**Stated problem**:
Repeat the records below exactly as they appear.

★ ★ ★ ★ ★

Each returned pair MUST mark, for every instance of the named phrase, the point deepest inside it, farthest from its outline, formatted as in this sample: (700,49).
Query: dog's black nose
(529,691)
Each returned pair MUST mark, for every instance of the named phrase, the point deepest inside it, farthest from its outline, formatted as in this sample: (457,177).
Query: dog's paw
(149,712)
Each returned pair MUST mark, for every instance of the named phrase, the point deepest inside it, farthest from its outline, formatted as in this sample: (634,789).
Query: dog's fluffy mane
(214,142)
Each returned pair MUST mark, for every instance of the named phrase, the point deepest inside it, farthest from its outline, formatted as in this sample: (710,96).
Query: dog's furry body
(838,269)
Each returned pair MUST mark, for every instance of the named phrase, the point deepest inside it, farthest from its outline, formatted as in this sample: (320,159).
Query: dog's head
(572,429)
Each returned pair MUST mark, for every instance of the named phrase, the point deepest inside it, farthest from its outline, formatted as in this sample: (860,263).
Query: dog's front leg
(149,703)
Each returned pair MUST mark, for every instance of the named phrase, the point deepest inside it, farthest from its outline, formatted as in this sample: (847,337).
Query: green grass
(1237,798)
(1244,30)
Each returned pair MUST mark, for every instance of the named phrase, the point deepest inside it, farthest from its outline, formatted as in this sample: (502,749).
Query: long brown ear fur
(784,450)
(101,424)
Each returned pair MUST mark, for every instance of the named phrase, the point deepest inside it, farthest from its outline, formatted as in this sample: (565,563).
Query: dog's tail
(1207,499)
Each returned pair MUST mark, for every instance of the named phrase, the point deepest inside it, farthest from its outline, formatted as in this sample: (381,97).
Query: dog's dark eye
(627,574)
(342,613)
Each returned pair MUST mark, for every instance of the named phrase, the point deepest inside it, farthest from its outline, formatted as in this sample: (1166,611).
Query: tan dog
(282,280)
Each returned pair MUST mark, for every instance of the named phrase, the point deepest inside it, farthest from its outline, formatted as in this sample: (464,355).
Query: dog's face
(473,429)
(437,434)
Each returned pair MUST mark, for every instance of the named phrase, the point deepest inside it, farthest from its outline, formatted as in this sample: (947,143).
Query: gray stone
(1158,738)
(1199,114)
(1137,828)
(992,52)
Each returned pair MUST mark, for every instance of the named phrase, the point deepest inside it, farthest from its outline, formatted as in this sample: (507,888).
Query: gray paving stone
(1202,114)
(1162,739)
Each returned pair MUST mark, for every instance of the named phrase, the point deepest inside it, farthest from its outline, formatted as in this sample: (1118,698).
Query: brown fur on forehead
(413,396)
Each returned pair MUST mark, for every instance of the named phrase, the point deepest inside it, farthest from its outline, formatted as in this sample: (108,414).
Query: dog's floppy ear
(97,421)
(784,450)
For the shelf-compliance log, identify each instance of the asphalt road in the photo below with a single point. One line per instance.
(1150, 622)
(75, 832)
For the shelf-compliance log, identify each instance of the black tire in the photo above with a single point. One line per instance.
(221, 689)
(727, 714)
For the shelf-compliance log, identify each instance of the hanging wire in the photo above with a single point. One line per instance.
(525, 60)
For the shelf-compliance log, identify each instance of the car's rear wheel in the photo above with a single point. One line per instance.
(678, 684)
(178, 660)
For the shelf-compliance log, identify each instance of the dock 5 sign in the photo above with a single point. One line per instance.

★ ★ ★ ★ ★

**Solution to the problem**:
Each returned pair MUST mark, for every instance of the named phrase, the point deepest inside it, farthest from its outline, formatted as in this sample: (700,49).
Query: dog's black nose
(529,691)
Each returned pair MUST mark, for every instance of the named phrase, the point deepest inside it, farthest from its outline, formatted as in this sample: (457,177).
Query: dog's paw
(149,712)
Each returned pair MUST mark, for every instance of the named phrase, the point deepest inside it, farthest from its outline, formatted as in this sample: (634,789).
Query: dog's fluffy mane
(214,142)
Each returned pair MUST mark, for every instance of the named phrase, the point deepest inside it, farthest from its outline, formatted as in this sample: (710,96).
Query: dog's furry body
(838,269)
Each returned pair MUST mark, for every instance of the named phrase, the point deepest inside it, farthest from its outline, formatted as in this sample: (320,159).
Query: dog's head
(572,429)
Each returned pair MUST mark, for every instance of the named phrase, the point deepest inside it, farthest from its outline, formatted as in this sample: (860,263).
Query: dog's front leg
(149,703)
Each returned pair MUST mark, for every instance of the named phrase, the point deepest inside it, farthest from its outline, formatted as in this sample: (847,337).
Query: green grass
(1237,798)
(1244,30)
Each returned pair MUST mark, for every instance of the named phrase, the point deepest inside it, farthest from its outline, formatted as in this sample: (502,749).
Query: long brown ear fur
(784,450)
(101,424)
Each returned pair MUST mark, for every instance of the named phrase, the point deepest inside it, farthest from its outline, formatted as in this sample: (565,563).
Query: dog's tail
(1207,499)
Each returned pair MUST mark, for every instance of the named phrase, the point deepest inside it, farthest from its outline, formatted as in this sample: (381,97).
Query: dog's dark eye
(627,574)
(342,613)
Each returned pair MUST mark, for every instance of the named phrase, the point deepest inside it, farthest from its outline, formatted as in this sample: (1166,611).
Query: tan dog
(282,280)
Each returned pair MUST mark, for every instance of the named phrase, the point deepest inside it, farthest from its outline, formatted as in this sample: (464,355).
Query: dog's face
(473,429)
(437,434)
Each returned pair MUST mark, for every instance of the named phrase, the point deepest inside it, farthest from its outline, formatted as in this sample: (947,143).
Query: gray stone
(1158,738)
(1199,114)
(1137,828)
(992,52)
Each returned pair MUST mark, for every instance of the named phrase, the point deepest inside it, farthest from its outline, formatted as in this sample: (507,888).
Query: gray paving stone
(1202,114)
(1162,739)
Each returned pair MUST mark, for every instance of the named phrase, the point deepest inside it, farthest from its outline, formatted as in this sample: (1118,698).
Query: brown fur on forehead
(413,396)
Each returned pair MUST mark, for every instance of the named phrase, the point deepest inside it, farthest from its outline, formatted as in this sample: (108,414).
Query: dog's floppy ear
(97,421)
(784,450)
For the shelf-compliance log, identify each instance of the asphalt road in the photo below with a single point. One line per instance.
(1150, 622)
(75, 832)
For the shelf-compliance log, identify each instance of the black tire in the photo above with a single point. One line per instance.
(221, 689)
(727, 714)
For the shelf-compliance log, identify each instance of the hanging wire in the photo above with a single point. One line per instance.
(525, 60)
For the shelf-compliance log, identify each instance of the car's rear wheel in the photo above with a single point. One line per instance.
(678, 684)
(178, 660)
For the shelf-compliance log, identify each instance of the dock 5 sign in the photo above with a single point. One line per instance.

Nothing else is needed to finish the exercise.